▶ _Supplied entries_
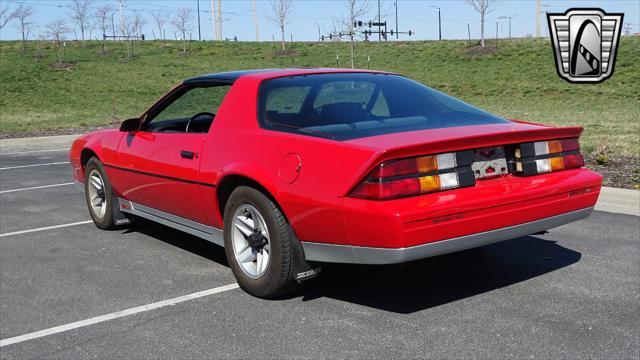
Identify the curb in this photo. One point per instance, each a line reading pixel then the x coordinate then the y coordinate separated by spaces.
pixel 620 201
pixel 36 143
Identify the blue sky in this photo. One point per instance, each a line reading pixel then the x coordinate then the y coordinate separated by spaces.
pixel 308 15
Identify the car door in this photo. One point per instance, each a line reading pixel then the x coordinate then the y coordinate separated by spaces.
pixel 162 160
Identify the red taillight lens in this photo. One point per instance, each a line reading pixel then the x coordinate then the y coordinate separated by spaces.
pixel 415 176
pixel 548 156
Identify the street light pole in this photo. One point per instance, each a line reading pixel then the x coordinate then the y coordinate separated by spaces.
pixel 439 22
pixel 199 32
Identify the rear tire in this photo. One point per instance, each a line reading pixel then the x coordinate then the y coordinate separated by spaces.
pixel 259 244
pixel 99 195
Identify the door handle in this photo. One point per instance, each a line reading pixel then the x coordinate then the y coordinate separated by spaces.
pixel 188 154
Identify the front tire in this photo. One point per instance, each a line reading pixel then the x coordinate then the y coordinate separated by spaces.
pixel 258 242
pixel 99 195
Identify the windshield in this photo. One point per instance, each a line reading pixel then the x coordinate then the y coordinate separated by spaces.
pixel 353 105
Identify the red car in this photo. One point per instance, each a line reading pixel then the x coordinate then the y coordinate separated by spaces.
pixel 288 169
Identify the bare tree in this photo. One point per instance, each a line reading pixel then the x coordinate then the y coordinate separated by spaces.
pixel 160 21
pixel 182 22
pixel 22 14
pixel 356 9
pixel 5 15
pixel 129 28
pixel 102 15
pixel 57 29
pixel 80 13
pixel 138 22
pixel 483 7
pixel 280 15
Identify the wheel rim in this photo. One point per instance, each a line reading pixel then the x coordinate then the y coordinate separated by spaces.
pixel 250 241
pixel 97 196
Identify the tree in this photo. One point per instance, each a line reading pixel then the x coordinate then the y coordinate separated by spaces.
pixel 138 22
pixel 102 15
pixel 129 27
pixel 356 9
pixel 22 14
pixel 182 22
pixel 80 13
pixel 483 7
pixel 5 16
pixel 57 29
pixel 160 21
pixel 280 15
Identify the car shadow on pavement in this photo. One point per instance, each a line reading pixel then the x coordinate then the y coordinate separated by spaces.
pixel 180 240
pixel 410 287
pixel 419 285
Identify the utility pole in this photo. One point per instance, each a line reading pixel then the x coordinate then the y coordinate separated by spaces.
pixel 397 35
pixel 255 20
pixel 122 5
pixel 213 19
pixel 537 18
pixel 439 22
pixel 220 19
pixel 509 17
pixel 199 31
pixel 379 21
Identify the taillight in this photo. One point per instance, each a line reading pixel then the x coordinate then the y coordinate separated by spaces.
pixel 418 175
pixel 548 156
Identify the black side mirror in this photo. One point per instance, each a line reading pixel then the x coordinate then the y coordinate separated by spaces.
pixel 130 125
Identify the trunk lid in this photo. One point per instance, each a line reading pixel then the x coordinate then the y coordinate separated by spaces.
pixel 433 141
pixel 494 137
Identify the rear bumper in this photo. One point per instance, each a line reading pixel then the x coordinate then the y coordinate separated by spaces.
pixel 378 256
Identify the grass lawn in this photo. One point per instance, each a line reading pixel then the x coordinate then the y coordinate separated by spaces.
pixel 518 81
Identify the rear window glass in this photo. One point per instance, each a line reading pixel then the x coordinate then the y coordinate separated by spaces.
pixel 353 105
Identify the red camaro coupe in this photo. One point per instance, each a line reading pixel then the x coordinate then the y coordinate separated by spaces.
pixel 291 168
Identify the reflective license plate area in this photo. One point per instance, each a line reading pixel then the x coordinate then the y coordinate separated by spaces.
pixel 489 162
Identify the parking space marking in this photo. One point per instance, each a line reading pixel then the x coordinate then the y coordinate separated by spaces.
pixel 33 165
pixel 115 315
pixel 32 152
pixel 34 188
pixel 45 228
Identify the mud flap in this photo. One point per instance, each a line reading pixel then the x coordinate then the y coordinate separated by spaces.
pixel 119 218
pixel 302 269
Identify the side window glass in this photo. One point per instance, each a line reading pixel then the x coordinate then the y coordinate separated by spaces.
pixel 286 100
pixel 381 108
pixel 344 92
pixel 178 116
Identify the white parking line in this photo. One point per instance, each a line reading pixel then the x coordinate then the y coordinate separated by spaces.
pixel 33 165
pixel 45 228
pixel 34 188
pixel 115 315
pixel 32 151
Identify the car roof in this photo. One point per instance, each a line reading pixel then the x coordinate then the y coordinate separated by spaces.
pixel 230 77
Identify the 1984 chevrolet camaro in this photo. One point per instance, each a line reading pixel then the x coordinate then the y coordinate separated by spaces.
pixel 291 168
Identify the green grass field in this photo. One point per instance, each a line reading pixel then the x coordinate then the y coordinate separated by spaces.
pixel 517 81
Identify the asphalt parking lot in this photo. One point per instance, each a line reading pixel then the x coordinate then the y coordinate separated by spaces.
pixel 571 293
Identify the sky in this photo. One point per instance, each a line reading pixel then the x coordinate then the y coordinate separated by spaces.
pixel 312 16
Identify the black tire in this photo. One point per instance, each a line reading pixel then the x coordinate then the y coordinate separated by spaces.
pixel 107 221
pixel 279 278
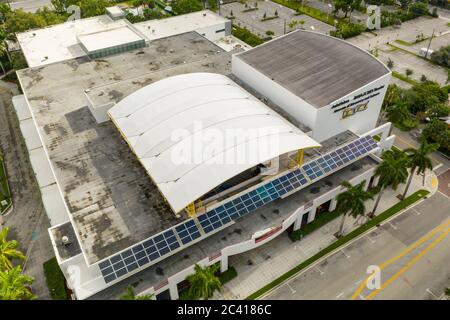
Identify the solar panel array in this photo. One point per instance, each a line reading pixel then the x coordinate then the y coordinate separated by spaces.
pixel 182 234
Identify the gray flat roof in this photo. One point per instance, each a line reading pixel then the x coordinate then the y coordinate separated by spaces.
pixel 267 216
pixel 317 68
pixel 112 202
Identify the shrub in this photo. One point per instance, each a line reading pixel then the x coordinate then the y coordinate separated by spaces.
pixel 347 30
pixel 408 72
pixel 228 275
pixel 246 36
pixel 390 63
pixel 55 280
pixel 442 56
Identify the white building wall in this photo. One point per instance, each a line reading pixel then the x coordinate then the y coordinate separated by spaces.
pixel 330 123
pixel 323 121
pixel 296 107
pixel 225 253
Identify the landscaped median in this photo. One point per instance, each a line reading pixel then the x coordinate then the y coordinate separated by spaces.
pixel 340 242
pixel 5 194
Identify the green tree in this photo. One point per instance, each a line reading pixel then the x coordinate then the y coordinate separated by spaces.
pixel 419 159
pixel 346 6
pixel 405 3
pixel 391 97
pixel 438 110
pixel 442 56
pixel 408 72
pixel 351 202
pixel 439 132
pixel 130 294
pixel 390 63
pixel 186 6
pixel 391 172
pixel 15 286
pixel 91 8
pixel 398 113
pixel 204 282
pixel 8 251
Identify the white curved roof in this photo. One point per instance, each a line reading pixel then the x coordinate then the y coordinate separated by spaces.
pixel 198 113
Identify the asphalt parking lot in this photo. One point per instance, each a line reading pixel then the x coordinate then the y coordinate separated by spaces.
pixel 252 19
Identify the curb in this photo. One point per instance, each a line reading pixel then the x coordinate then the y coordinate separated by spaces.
pixel 313 264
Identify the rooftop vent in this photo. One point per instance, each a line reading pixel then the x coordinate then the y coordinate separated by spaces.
pixel 65 241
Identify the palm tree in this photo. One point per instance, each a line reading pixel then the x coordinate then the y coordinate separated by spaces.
pixel 131 295
pixel 398 113
pixel 391 172
pixel 8 251
pixel 15 286
pixel 204 282
pixel 352 201
pixel 419 159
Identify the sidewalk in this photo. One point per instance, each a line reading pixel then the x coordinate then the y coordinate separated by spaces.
pixel 260 266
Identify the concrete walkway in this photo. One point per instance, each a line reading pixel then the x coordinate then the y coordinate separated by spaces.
pixel 261 266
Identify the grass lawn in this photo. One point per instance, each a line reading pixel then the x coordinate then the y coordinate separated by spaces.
pixel 247 36
pixel 341 241
pixel 309 11
pixel 56 282
pixel 405 43
pixel 402 77
pixel 4 189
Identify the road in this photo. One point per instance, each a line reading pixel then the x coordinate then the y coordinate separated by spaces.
pixel 27 221
pixel 405 140
pixel 30 5
pixel 412 250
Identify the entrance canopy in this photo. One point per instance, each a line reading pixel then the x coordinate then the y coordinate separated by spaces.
pixel 193 132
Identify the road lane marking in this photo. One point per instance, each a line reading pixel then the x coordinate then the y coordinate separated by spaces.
pixel 392 226
pixel 401 254
pixel 290 288
pixel 320 271
pixel 431 292
pixel 370 239
pixel 409 264
pixel 346 255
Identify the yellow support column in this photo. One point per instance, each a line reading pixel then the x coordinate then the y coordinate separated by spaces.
pixel 299 157
pixel 191 210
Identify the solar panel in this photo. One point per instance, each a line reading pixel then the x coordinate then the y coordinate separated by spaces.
pixel 187 231
pixel 275 189
pixel 162 244
pixel 138 255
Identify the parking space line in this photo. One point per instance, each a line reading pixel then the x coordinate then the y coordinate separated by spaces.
pixel 431 292
pixel 403 253
pixel 392 226
pixel 370 239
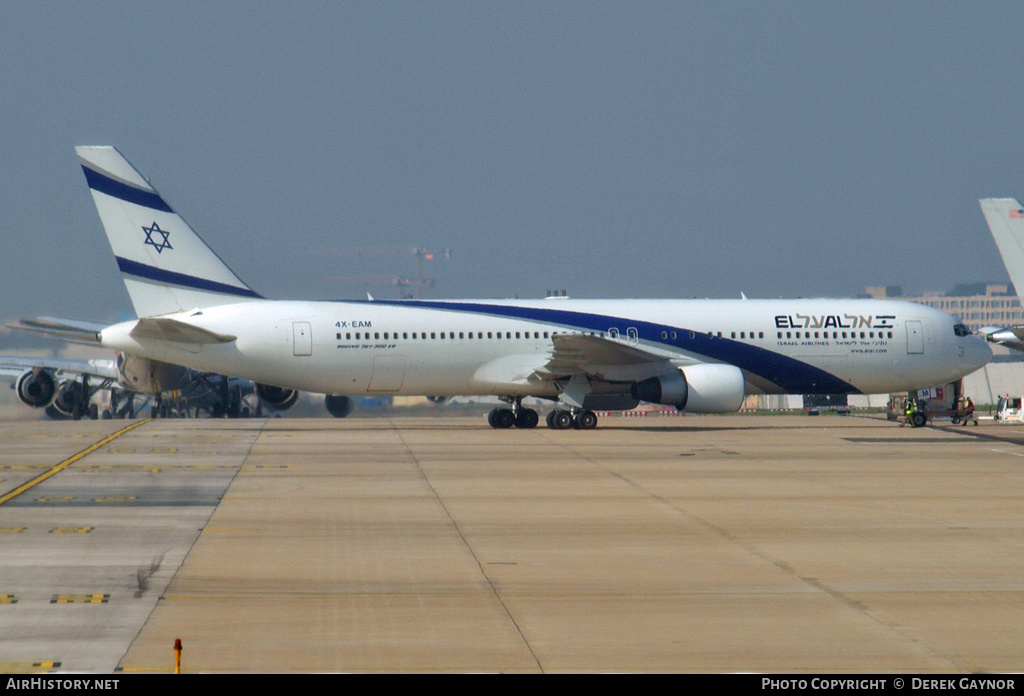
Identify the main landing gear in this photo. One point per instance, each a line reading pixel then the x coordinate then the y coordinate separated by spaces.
pixel 559 419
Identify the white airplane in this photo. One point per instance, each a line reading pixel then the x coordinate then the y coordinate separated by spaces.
pixel 1006 221
pixel 701 356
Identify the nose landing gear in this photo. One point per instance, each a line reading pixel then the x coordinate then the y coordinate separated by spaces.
pixel 580 419
pixel 516 416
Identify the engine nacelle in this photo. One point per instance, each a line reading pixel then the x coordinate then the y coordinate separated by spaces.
pixel 278 398
pixel 696 389
pixel 669 389
pixel 37 389
pixel 151 377
pixel 70 397
pixel 339 406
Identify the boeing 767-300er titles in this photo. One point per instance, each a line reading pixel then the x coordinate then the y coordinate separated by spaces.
pixel 699 355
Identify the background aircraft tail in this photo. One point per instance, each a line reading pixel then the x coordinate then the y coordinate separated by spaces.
pixel 1006 220
pixel 164 263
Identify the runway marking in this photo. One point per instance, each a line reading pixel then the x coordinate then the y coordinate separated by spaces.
pixel 70 461
pixel 1004 451
pixel 27 667
pixel 80 599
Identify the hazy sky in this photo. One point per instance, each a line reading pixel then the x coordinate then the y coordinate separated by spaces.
pixel 616 149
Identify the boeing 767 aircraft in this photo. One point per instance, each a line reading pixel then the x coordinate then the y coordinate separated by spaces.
pixel 701 356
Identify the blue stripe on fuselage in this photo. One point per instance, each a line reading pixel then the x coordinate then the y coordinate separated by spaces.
pixel 154 273
pixel 119 189
pixel 791 375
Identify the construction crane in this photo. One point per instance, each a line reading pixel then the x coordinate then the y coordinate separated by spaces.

▶ _The request_
Can you convert the lines from the one containing "Identify the solar panel in" up to and including the one containing "pixel 559 419" into a numbered list, skipping any blank lines and leaving the pictures out?

▶ _The result_
1. Identify the solar panel in this photo. One point per instance, each a line reading pixel then the x coordinate then the y coordinate separated by spaces.
2. pixel 187 231
3. pixel 275 189
4. pixel 162 244
5. pixel 138 255
6. Identify the parking space line in this photo. One point per instance, each a line reading pixel then the x coordinate then the y coordinate separated by spaces.
7. pixel 431 292
8. pixel 403 253
9. pixel 392 226
10. pixel 370 239
11. Identify the main landing gear in this photo. One point per instance, each a line reading pixel then the x coordinate then the y coordinate separated by spaces.
12. pixel 559 419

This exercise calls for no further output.